Text passage.
───

Well, I have a chronic autoimmune disease. There have been positive effects, but it’s sure hard to get over the negative ones sometimes.
On the one hand, I have gained so much. I have learned much more respect for my body and health than I would have otherwise. And I’ve learned about myself mentally, too. I now know that I can handle challenges with grace. I usually do an okay job keeping my head up when I’m really sick. And that’s really nice to know, because aside from my health problems, my life is pretty damn good, and if it weren’t for the challenges and my reactions to them, I wouldn’t really have any proof of a strong character. Anyone can function well under great conditions. I know I’m strong because I can function well under shitty conditions.
I also had a near death experience related to my illness that taught me the value of time. I don’t waste time anymore the way I used to before that happened.
But this is not just a negative experience, not just something that happened once and something I got through and learned from. It’s something I’m going to have to deal with my whole damn life and I just can’t find the positive in that. I’m being realistic, not pessimistic, when I say that I will not go as far in life due to this illness than I would if I didn’t have it, and I hate that. It hangs over my head all the time. I’m always waiting for the other shoe to drop.

───

Stored data.
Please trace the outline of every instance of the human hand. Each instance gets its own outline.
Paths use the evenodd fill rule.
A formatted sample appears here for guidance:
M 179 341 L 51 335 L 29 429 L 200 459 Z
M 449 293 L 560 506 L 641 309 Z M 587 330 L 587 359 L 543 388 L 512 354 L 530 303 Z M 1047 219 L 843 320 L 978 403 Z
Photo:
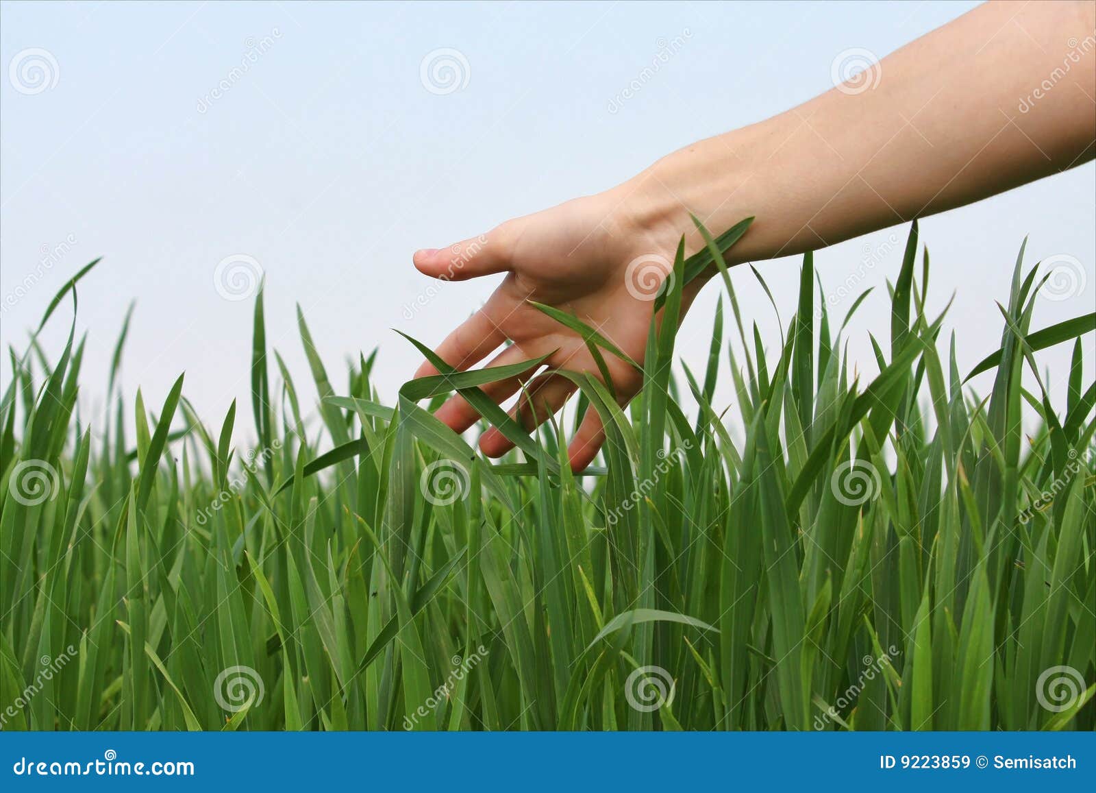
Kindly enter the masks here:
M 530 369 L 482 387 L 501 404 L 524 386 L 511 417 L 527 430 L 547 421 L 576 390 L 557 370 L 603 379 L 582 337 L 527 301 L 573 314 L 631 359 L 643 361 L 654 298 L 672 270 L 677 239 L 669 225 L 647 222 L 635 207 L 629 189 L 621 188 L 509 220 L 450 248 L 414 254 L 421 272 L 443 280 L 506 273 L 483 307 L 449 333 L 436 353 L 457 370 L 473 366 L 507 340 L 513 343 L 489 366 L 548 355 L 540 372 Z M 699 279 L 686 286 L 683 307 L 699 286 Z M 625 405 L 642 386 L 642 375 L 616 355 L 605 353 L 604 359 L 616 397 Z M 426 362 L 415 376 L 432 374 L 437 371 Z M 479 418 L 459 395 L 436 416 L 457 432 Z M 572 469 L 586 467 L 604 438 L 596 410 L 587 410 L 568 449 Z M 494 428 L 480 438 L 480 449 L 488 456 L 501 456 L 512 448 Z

───

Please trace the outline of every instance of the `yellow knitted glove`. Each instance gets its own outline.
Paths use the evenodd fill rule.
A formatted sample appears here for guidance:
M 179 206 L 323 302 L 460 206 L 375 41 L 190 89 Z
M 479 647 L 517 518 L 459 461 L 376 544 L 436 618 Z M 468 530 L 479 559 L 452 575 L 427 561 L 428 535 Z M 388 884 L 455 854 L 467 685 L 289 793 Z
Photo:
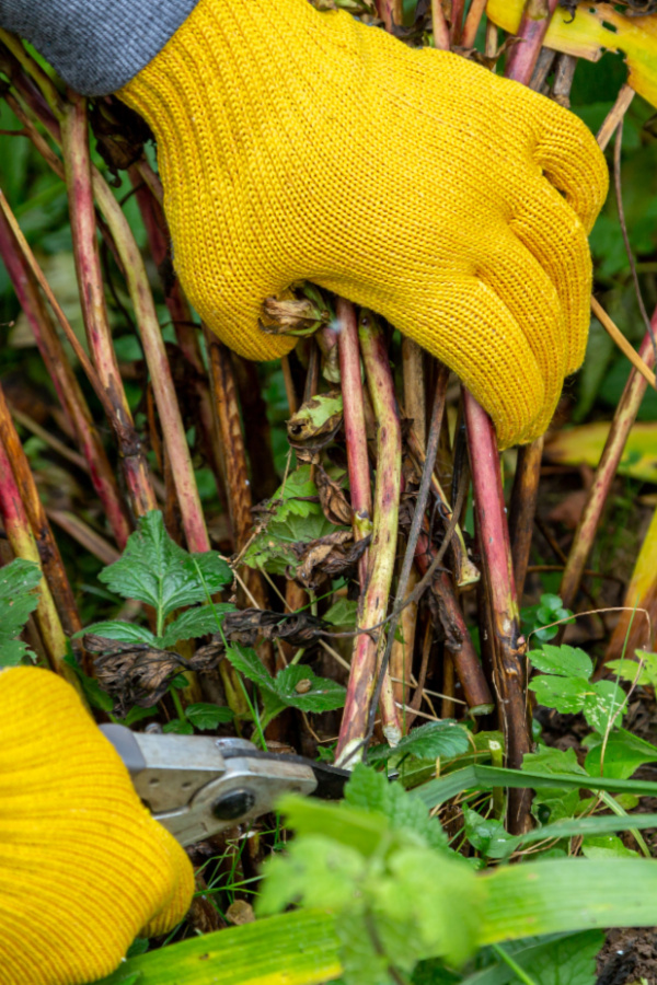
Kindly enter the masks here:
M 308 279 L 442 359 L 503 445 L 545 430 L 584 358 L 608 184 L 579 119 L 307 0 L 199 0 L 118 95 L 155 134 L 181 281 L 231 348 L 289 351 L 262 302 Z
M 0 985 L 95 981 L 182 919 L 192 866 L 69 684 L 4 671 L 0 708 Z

───

Required tasks.
a) In the passage on living with a chronic autoimmune disease, what did the near death experience teach the writer?
b) Duplicate everything in the passage on living with a chronic autoimmune disease from "On the one hand, I" down to "under shitty conditions.".

Results by task.
a) It taught the writer the value of time.

b)
On the one hand, I have gained so much. I have learned much more respect for my body and health than I would have otherwise. And I’ve learned about myself mentally, too. I now know that I can handle challenges with grace. I usually do an okay job keeping my head up when I’m really sick. And that’s really nice to know, because aside from my health problems, my life is pretty damn good, and if it weren’t for the challenges and my reactions to them, I wouldn’t really have any proof of a strong character. Anyone can function well under great conditions. I know I’m strong because I can function well under shitty conditions.